**Exercise requirements**.
Please rewrite all of the material below with "image" in place of every "photograph", changing nothing else, and leave the pictures out of your answer.

**Rows**.
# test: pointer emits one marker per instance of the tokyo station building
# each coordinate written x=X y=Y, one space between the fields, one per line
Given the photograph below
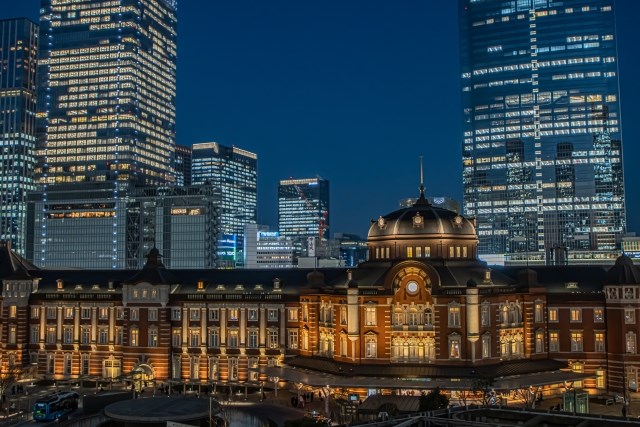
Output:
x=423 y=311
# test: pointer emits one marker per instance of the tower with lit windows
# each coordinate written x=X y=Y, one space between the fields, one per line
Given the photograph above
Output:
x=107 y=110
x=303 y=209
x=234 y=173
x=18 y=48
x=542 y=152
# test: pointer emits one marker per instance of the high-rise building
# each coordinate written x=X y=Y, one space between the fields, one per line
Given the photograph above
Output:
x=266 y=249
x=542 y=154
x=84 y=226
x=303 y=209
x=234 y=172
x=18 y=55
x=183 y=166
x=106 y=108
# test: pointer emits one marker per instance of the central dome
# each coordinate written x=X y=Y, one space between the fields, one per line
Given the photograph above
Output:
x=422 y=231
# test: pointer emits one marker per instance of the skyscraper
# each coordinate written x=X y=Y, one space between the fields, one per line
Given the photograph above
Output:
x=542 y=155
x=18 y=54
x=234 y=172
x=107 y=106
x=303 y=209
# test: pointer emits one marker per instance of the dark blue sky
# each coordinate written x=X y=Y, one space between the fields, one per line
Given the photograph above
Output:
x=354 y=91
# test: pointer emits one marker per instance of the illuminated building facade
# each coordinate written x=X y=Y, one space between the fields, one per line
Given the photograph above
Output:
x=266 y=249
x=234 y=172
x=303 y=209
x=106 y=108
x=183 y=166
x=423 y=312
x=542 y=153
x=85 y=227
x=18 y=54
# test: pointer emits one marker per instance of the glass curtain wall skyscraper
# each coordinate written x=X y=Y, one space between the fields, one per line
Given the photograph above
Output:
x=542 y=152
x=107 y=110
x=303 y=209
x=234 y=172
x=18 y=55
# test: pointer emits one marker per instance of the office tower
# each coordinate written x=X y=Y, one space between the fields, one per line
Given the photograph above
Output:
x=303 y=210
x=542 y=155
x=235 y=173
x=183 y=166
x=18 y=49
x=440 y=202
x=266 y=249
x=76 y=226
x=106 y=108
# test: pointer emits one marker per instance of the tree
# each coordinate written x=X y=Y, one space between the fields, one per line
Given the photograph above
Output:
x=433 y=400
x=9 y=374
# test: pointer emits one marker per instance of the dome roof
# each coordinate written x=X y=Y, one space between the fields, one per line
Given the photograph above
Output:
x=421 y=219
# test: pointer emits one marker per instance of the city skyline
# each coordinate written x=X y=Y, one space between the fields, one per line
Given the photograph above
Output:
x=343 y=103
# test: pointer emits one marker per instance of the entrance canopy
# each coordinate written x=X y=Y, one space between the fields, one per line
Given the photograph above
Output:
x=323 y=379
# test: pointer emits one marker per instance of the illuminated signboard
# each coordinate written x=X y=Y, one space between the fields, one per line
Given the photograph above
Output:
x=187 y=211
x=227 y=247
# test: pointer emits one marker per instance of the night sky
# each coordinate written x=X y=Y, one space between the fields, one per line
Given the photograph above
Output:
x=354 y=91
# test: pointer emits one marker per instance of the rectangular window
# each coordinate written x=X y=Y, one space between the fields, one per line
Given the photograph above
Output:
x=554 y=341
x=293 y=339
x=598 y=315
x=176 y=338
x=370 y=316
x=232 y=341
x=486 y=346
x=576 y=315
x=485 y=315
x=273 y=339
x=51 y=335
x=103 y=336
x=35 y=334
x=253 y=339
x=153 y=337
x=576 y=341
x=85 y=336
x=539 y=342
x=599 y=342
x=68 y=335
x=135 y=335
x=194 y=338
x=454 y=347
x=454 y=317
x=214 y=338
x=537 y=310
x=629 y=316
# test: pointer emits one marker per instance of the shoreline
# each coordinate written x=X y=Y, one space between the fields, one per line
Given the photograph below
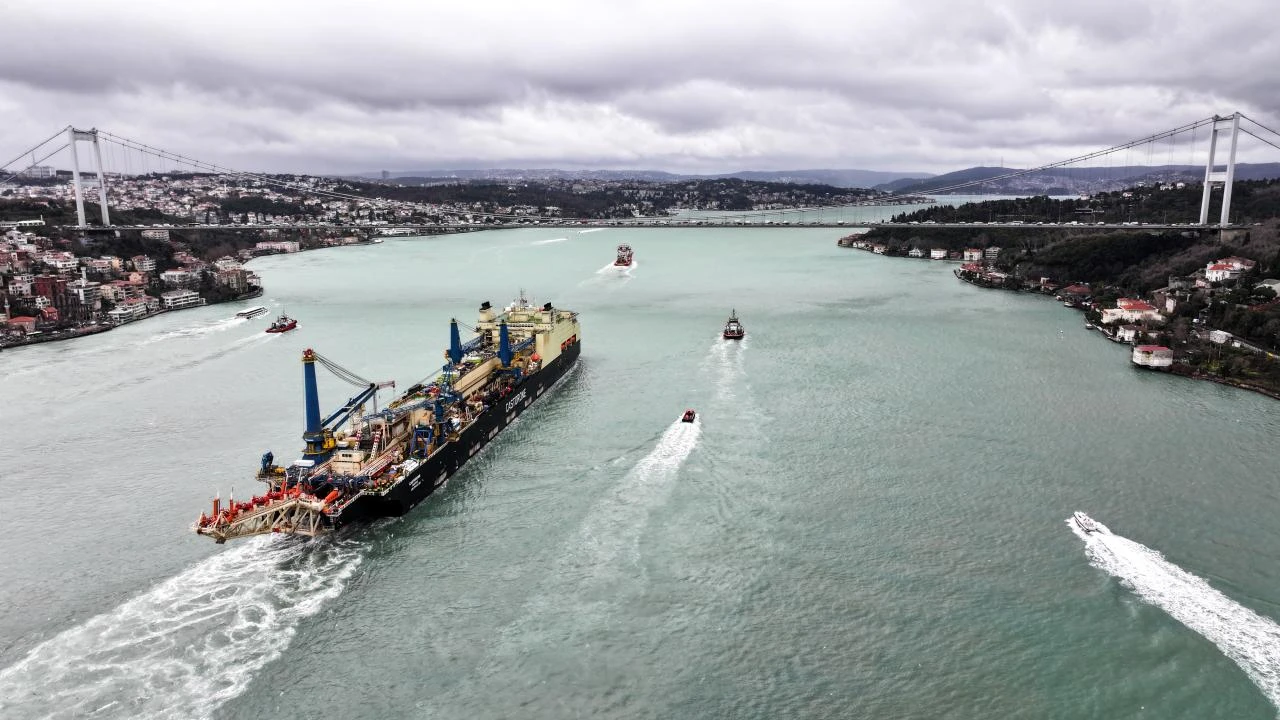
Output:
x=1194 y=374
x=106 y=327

**Solution for this task**.
# test: pointer emits one marker per instance of the tokyo station building
# each coordinate written x=X y=Y, one space between the fields, one per line
Given the image below
Output:
x=423 y=311
# test: pointer emits one marker per instance of the tower with lit windows
# each coordinate written x=X y=Y, one space between the fields, one per line
Given the image above
Output:
x=107 y=110
x=303 y=209
x=234 y=173
x=18 y=48
x=542 y=152
# test: pointer emits one marker per instance of the high-rise building
# each coordinate written x=X y=Y, one space between the fields, one per line
Given the image above
Output:
x=266 y=249
x=542 y=154
x=84 y=226
x=303 y=209
x=234 y=172
x=18 y=55
x=183 y=166
x=106 y=108
# test: pointer emits one marker per instance of the central dome
# each coordinate written x=X y=Y, one space between the fields, one per line
Given the image above
Output:
x=422 y=231
# test: pointer emits one marker per instance of the skyscraper
# each coordinate written x=X y=Y, one space between the fields, one per line
Given the image above
Output:
x=542 y=155
x=18 y=54
x=234 y=172
x=107 y=106
x=303 y=209
# test: pointer emits one marker per instance of the dark blue sky
# each coordinate written x=X y=Y, one space between the fields, one per line
Given the image above
Output:
x=354 y=91
# test: pointer emits one marker per instance of the illuminated building facade
# each coordinate written x=X y=Y, one space between the fields, one per line
Given the image above
Output:
x=266 y=249
x=234 y=172
x=303 y=209
x=106 y=108
x=183 y=166
x=423 y=312
x=542 y=153
x=85 y=227
x=18 y=54
# test: pointer emits one marker per instance of the glass curtain wall skyscraper
# each coordinate written x=X y=Y, one space between the fields, one per line
Given the image above
Output:
x=542 y=152
x=107 y=110
x=303 y=209
x=234 y=172
x=18 y=55
# test: pointer emits one marker per instance of the office tower
# each coordinate written x=X y=Y, one space between the fields, one per line
Given the image above
Output:
x=303 y=210
x=542 y=155
x=235 y=173
x=183 y=166
x=18 y=49
x=440 y=202
x=266 y=249
x=76 y=226
x=106 y=108
# test: pointer emits one marker per instance of the tree
# each coordinate written x=X y=Y, one space between the fields, one per line
Given the image above
Output:
x=433 y=400
x=9 y=374
# test: pointer emits one marker per instance of the dome roof
# each coordinate written x=X y=Y, one space between the fields, one per line
Given the image above
Output:
x=421 y=219
# test: pointer emits one marker per instance of the city skyline
# each coordinate written x=X y=Y, one space between the fields, one per line
Given the image above
Output:
x=343 y=103
# test: pointer emits one marker per instance of the entrance canopy
# each coordinate written x=X y=Y, one space between the fields, one per line
Given the image above
Output:
x=323 y=379
# test: pointer emits one marker per instance of the illuminated signboard
# each coordinate written x=X y=Y, one space between the fields, one per line
Given the image above
Output:
x=187 y=211
x=227 y=247
# test: pointer emits one marker per instance of the night sky
# each coordinate written x=X y=Y, one space between the fields, one per line
Given the image above
Output:
x=354 y=91
# test: pointer emits one marker per instance of the rectangular window
# each coordinate written x=X y=Y, one space between the fields, one per line
Given the image above
Output:
x=554 y=341
x=293 y=339
x=598 y=315
x=176 y=338
x=370 y=316
x=232 y=341
x=486 y=346
x=576 y=315
x=485 y=315
x=273 y=339
x=51 y=335
x=103 y=336
x=35 y=334
x=253 y=339
x=153 y=337
x=576 y=341
x=85 y=336
x=539 y=342
x=599 y=342
x=68 y=335
x=135 y=335
x=194 y=338
x=454 y=347
x=454 y=317
x=214 y=338
x=537 y=310
x=629 y=316
# test: pointer emits one marker per instance of the shoreline
# each coordinate written x=X y=Y, one space between the fields, one per line
Given the image below
Output:
x=1194 y=374
x=106 y=327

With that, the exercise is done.